**What the task requires**.
Rewrite the lines below, changing every "Drop a marker" to "Place a marker" and leaving everything else as it is.

**Raw records**.
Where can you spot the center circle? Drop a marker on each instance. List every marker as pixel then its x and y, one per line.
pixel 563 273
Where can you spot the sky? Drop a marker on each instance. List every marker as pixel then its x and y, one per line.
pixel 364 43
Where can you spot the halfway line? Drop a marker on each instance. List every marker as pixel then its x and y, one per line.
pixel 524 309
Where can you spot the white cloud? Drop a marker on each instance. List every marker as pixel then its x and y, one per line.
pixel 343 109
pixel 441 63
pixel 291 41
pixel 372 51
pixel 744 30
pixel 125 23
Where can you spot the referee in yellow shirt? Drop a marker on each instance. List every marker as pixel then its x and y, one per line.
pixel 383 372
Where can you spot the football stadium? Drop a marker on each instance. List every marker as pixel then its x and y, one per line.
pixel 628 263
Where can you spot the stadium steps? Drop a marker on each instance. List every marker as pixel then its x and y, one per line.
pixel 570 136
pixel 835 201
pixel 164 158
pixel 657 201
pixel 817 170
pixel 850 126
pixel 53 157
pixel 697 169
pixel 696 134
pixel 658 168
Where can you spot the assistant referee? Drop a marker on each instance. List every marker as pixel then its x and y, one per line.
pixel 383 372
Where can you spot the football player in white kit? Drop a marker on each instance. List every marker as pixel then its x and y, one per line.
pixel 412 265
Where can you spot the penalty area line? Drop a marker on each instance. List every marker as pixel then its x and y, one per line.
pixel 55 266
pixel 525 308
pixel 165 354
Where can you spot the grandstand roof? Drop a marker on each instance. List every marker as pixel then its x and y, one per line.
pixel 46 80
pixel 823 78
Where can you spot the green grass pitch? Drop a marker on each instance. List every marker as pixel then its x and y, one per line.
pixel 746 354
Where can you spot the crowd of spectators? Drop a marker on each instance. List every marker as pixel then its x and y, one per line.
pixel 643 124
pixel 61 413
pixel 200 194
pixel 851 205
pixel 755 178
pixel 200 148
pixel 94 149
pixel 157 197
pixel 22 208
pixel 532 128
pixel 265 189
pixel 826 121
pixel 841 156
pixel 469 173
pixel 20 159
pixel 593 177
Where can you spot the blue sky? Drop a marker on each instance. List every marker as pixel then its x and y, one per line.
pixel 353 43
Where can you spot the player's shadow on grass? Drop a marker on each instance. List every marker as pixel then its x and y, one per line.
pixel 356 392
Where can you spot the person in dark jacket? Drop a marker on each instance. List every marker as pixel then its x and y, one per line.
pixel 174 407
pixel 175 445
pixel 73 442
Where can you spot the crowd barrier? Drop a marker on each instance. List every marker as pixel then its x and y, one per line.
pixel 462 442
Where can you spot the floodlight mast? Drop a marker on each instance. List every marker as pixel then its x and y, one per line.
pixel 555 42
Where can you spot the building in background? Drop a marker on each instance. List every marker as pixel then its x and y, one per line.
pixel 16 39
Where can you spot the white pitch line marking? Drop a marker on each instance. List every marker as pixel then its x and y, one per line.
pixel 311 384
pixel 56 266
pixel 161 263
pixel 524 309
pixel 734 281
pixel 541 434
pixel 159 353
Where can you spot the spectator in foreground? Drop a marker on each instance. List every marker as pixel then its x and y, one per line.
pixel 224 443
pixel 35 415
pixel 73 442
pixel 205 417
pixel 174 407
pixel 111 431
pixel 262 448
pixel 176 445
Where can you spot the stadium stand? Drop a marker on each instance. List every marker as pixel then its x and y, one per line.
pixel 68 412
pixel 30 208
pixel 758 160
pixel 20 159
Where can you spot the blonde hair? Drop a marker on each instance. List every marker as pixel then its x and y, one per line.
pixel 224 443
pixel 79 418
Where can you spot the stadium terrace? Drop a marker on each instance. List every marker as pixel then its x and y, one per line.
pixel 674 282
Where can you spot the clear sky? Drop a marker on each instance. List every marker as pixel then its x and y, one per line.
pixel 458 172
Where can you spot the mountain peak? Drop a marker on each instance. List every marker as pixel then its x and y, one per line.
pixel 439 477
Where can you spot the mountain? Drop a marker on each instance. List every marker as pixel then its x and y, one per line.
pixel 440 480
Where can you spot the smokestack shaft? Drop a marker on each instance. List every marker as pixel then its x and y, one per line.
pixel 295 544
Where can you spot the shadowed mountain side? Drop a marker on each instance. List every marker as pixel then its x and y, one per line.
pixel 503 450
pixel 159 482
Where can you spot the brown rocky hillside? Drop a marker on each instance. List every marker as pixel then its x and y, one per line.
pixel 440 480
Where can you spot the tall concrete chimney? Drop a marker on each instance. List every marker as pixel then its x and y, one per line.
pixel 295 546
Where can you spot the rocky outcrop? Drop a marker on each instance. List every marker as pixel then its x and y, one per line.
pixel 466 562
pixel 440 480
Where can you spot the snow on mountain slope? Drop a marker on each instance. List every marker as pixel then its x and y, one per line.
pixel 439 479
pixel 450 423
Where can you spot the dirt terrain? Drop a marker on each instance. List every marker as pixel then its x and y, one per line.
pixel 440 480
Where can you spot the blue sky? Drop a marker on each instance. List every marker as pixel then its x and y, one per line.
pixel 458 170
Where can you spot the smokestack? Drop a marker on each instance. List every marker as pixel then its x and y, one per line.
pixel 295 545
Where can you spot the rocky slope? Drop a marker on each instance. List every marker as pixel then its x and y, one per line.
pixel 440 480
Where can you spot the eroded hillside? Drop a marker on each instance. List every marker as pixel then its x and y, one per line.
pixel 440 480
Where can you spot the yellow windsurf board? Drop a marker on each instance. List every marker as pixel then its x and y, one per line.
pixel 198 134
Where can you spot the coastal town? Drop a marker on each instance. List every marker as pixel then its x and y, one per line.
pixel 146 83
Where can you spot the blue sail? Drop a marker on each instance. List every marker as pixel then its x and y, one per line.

**Answer below**.
Where can you spot the center circle? Place a marker on each instance. List every marker as pixel then its x and y, one per line.
pixel 563 273
Where can you spot the sky? Place a marker on each instance. List every marker as pixel then its x and y, one per line.
pixel 364 43
Where can you spot the halfway line? Place a marker on each instance. List every marker as pixel then its x and y, one per line.
pixel 524 309
Where can you spot the white cloud? Place a marker on each instance. List every marker as pixel then its x and y, one per line.
pixel 343 109
pixel 441 63
pixel 291 41
pixel 372 51
pixel 744 30
pixel 125 23
Where can you spot the referee in yellow shirt? Place a marker on each instance. List every marker as pixel then its x and y, one per line.
pixel 383 372
Where can you spot the football stadium? Place a marker on each instance. List every marker as pixel then its x and y, one per line.
pixel 628 263
Where can you spot the stadium steps? Place a marker on each instance. List every marker as pixel then its x and y, one per line.
pixel 570 136
pixel 835 201
pixel 164 158
pixel 657 201
pixel 817 170
pixel 850 126
pixel 53 157
pixel 697 169
pixel 696 134
pixel 658 168
Where can you spot the assistant referee? Place a marker on each instance. List every marker as pixel then its x and y, one per line.
pixel 383 372
Where can you spot the football player in white kit? Place a marker on each instance. List every marker as pixel then its x and y, one per line.
pixel 412 265
Where can you spot the penalty area line? Place a marker on each instance. List every marker as pixel then its x and y, one per line.
pixel 55 266
pixel 525 308
pixel 165 354
Where can you spot the grandstand roof? Place a marker on each instance. List every marker as pixel then its x and y, one per line.
pixel 46 80
pixel 823 78
Where can you spot the green grass pitch? Place a marker on each instance. List every marker as pixel then its x and y, one per line.
pixel 746 354
Where can you spot the crowd of spectators? Place a marker on each instance. List every marker as pixel then its x and y, one per line.
pixel 643 124
pixel 61 413
pixel 200 194
pixel 851 205
pixel 755 178
pixel 200 148
pixel 94 149
pixel 157 197
pixel 22 208
pixel 532 128
pixel 265 189
pixel 826 121
pixel 841 156
pixel 469 173
pixel 20 159
pixel 593 177
Where can you spot the blue sky? Place a marker on each instance. List every marker as pixel then its x and y, one per line.
pixel 353 43
Where can you spot the player's shadow on grass? Place a marker on each instance. List every marker as pixel then its x and y, one per line.
pixel 356 392
Where can you spot the person in dark jacket? Place a marker on each instance. List every marker as pixel then its x and y, one per line.
pixel 174 407
pixel 175 445
pixel 73 442
Where can you spot the crowd barrier? Place a marker on each instance. List every marker as pixel then its x and y, one per line.
pixel 462 442
Where can you spot the floodlight mast? Place a marker on each instance. List every marker as pixel then its x and y, one per line.
pixel 555 42
Where can you spot the building in background? Place a marker on each instance. List every marker as pixel then its x and y, one per line.
pixel 16 39
Where can you spot the white pitch line marking? Place a marker on each instance. List every marker as pixel then its x and y, one per line.
pixel 311 384
pixel 56 266
pixel 161 263
pixel 524 309
pixel 734 281
pixel 541 434
pixel 159 353
Where can you spot the spectator in foreground? Place a marker on each instance. List every marker as pixel then its x and y, one per line.
pixel 224 443
pixel 35 415
pixel 73 442
pixel 205 417
pixel 174 407
pixel 111 431
pixel 262 448
pixel 176 445
Where can you spot the stadium stand? Place a marker on each instance. List every marker as pixel then its x and y, one per line.
pixel 68 412
pixel 30 208
pixel 758 160
pixel 20 159
Where can you spot the blonde hair? Place a marker on each instance. List every marker as pixel then its x and y, one per line.
pixel 224 443
pixel 79 418
Where can you spot the stadium terrace? Place a marker on each instance. List every marker as pixel then its x and y, one per line.
pixel 674 282
Where can you spot the clear sky? Place a marker on each instance. List every marker as pixel then its x and y, one per line.
pixel 458 172
Where can you spot the mountain peak? Place a marker on each instance. List every marker as pixel then its x and y, one per line.
pixel 439 477
Where can you spot the mountain? Place a marker on each instance. List every marker as pixel then its x and y, one per line.
pixel 440 480
Where can you spot the smokestack shaft? Place a marker on each instance. List every marker as pixel then its x and y, one per line.
pixel 295 544
Where can you spot the shadowed mountain side? Place a marker on each instance. List every marker as pixel then its x and y, one per line.
pixel 503 450
pixel 159 482
Where can you spot the brown rocky hillside? Place a marker on each instance. List every marker as pixel then its x and y, one per line.
pixel 440 480
Where can you spot the tall concrete chimney? Place a marker on each instance. List every marker as pixel then its x and y, one per line.
pixel 295 546
Where can you spot the rocky outcrop? Place a marker on each instance. List every marker as pixel then its x and y, one per line.
pixel 466 562
pixel 440 480
Where can you spot the snow on mountain slope? Place a marker on each instance. List every marker as pixel then its x and y, one per line.
pixel 439 479
pixel 450 423
Where can you spot the dirt terrain? Place a marker on each instance. List every marker as pixel then its x and y, one per line.
pixel 440 480
Where can you spot the blue sky? Place a marker on each instance. List every marker as pixel then its x and y, one per line.
pixel 458 170
Where can you spot the smokestack? Place a marker on each instance. List every marker as pixel then its x and y, one per line.
pixel 295 545
Where can you spot the rocky slope? Place a marker on each instance. List every marker as pixel then its x and y, one per line.
pixel 440 480
Where can you spot the eroded hillside? Place a marker on each instance. List every marker as pixel then its x and y, one per line.
pixel 440 480
Where can you spot the yellow windsurf board? Place a marker on each instance. List every marker as pixel then its x and y, one per line.
pixel 198 134
Where can you spot the coastal town? Place a marker on each instance. List every marker as pixel then its x and y, one per line.
pixel 146 83
Where can you spot the blue sail? Place a marker on each instance. List every marker as pixel then its x and y, one per line.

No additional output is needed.